# INFORMATION GIVEN
• • • • •

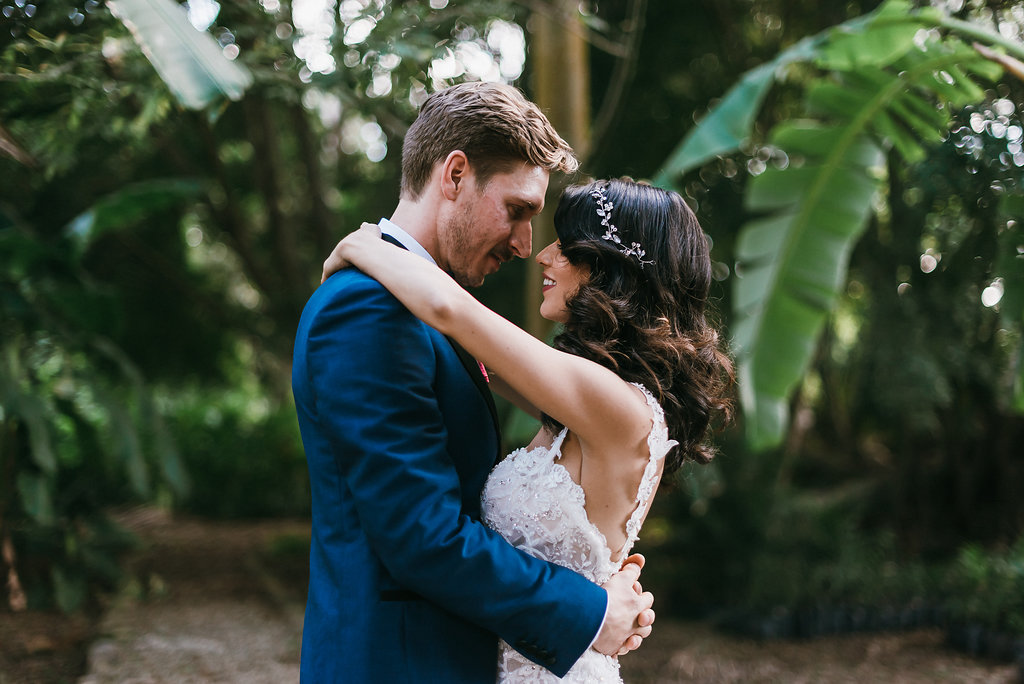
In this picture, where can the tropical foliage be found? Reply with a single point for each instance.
(885, 82)
(155, 258)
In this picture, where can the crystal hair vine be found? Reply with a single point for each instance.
(604, 208)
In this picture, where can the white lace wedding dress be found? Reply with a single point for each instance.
(530, 500)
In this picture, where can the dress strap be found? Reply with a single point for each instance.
(556, 445)
(657, 445)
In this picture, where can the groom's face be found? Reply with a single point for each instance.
(491, 224)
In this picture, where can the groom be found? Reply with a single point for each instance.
(399, 431)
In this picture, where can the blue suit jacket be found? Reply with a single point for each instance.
(406, 584)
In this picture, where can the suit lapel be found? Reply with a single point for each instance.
(472, 368)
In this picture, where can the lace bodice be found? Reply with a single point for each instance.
(530, 500)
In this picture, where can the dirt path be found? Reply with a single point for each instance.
(222, 602)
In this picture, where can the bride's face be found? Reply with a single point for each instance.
(561, 281)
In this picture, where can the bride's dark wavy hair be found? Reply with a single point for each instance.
(647, 322)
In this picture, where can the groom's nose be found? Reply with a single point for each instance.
(521, 240)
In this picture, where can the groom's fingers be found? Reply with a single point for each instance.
(631, 644)
(632, 571)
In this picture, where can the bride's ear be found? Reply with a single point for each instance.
(455, 171)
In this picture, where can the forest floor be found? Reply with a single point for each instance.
(222, 602)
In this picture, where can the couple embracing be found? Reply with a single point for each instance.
(432, 558)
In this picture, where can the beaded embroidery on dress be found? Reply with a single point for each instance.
(530, 500)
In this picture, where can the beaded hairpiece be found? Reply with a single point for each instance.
(604, 208)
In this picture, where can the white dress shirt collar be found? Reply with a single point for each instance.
(389, 228)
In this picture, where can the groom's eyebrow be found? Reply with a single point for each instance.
(529, 204)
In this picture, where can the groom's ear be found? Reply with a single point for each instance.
(455, 171)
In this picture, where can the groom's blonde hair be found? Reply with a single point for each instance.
(493, 123)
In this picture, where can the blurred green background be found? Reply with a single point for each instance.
(171, 180)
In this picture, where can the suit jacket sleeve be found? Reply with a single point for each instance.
(372, 366)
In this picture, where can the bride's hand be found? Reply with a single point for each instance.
(338, 258)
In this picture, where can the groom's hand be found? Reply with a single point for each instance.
(337, 260)
(630, 614)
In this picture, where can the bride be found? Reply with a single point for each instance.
(627, 394)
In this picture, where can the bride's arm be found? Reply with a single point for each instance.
(588, 398)
(501, 387)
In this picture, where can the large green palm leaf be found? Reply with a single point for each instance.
(881, 88)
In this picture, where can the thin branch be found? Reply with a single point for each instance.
(592, 37)
(623, 75)
(229, 216)
(265, 142)
(323, 223)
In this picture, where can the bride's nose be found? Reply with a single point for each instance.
(544, 256)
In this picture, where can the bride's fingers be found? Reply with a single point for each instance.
(631, 644)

• • • • •

Lay out as a numbered list the lines of the records starting at the line that contains "In this picture, where can the bride's nose" and ending at the last line of the records, both included, leaving out any blank lines.

# ANSWER TO THIS EXERCISE
1. In this picture, where can the bride's nose be found? Reply with a single point for each instance.
2. (544, 256)
3. In this picture, where can the bride's fingers be found? Reply with a single point for each instance.
4. (631, 644)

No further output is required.